*EXTRAIT CITÉ*.
C’est demain qu’elles appareillent de Paimpol. Elles sont une cinquantaine qui se serraient les unes contre les autres dans les bassins et qui palpitaient d’un obscur frémissement aux approches de leur migration. Et si jolies toutes, radoubées, astiquées, peintes de couleurs tendres, fleuries comme pour une noce ! On leur avait fait toilette avant le départ. Et il fallait de bons yeux, certes, pour reconnaître en ces pimpantes voyageuses les livides « rescapées » du pôle qui s’abattaient sur nos rades, l’automne dernier, membrures craquantes, vergues en pantenne, dans un relent de saumure, de charnier et d’huile rance.

Elles s’appelaient, elles s’appellent encore l’Anémone, l’Alcyon, la Mouette, le Cyclamen, l’Étoile d’Arvor, la Pâquerette, le Gardénia, la Perce-Neige, la Marjolaine… Noms idylliques ! Là-bas, où vont les goélettes, il y a aussi des fleurs, des oiseaux, même, jusqu’au 30 avril, des étoiles.

*DONNÉES ENREGISTRÉES*.

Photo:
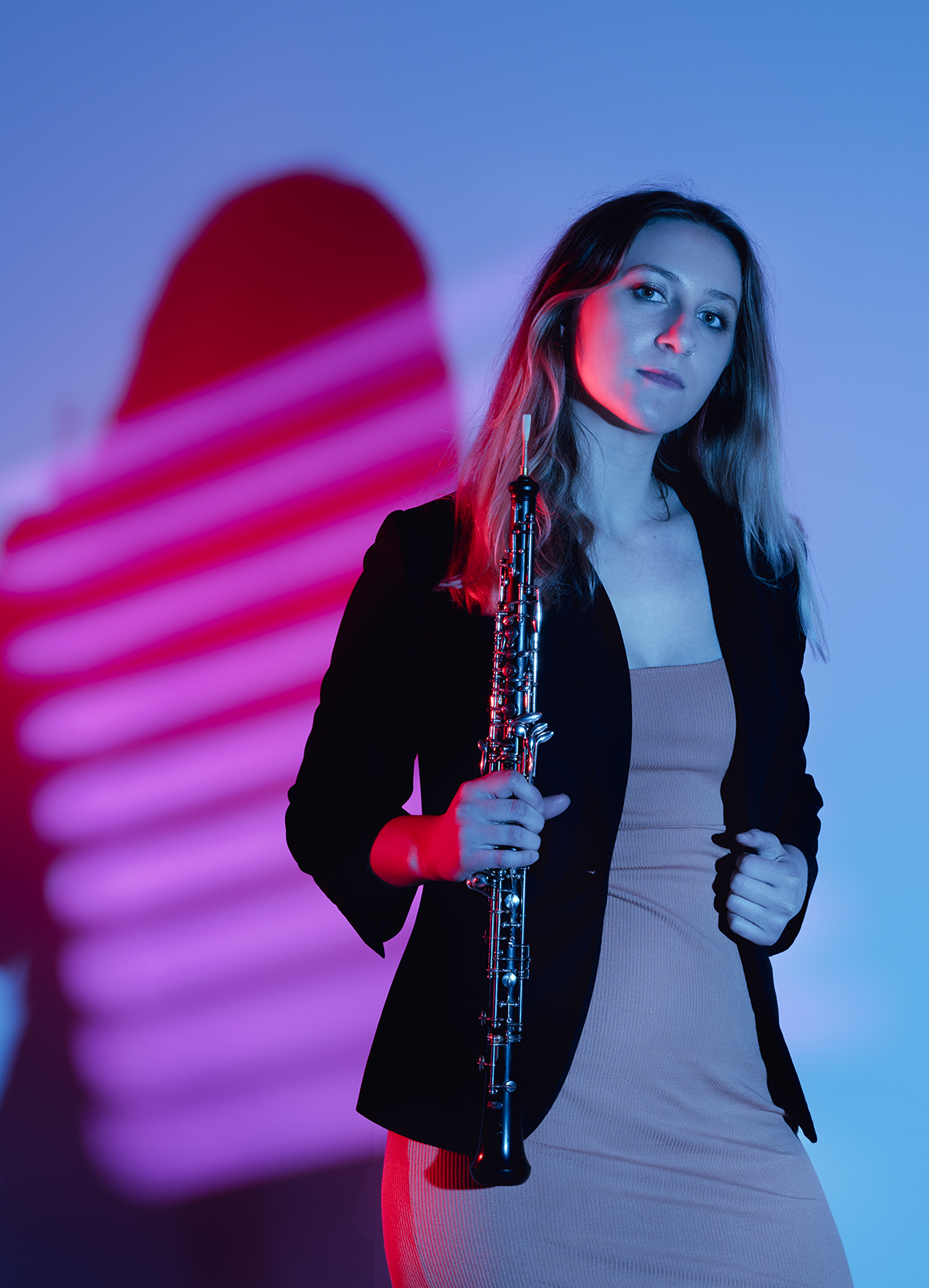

*OBJECTIF*.
Recopiez tel quel le texte sur les goélettes de Paimpol, de « Elles s’appelaient, elles » à « avril, des étoiles. ».

*SOLUTION*.
Elles s’appelaient, elles s’appellent encore l’Anémone, l’Alcyon, la Mouette, le Cyclamen, l’Étoile d’Arvor, la Pâquerette, le Gardénia, la Perce-Neige, la Marjolaine… Noms idylliques ! Là-bas, où vont les goélettes, il y a aussi des fleurs, des oiseaux, même, jusqu’au 30 avril, des étoiles.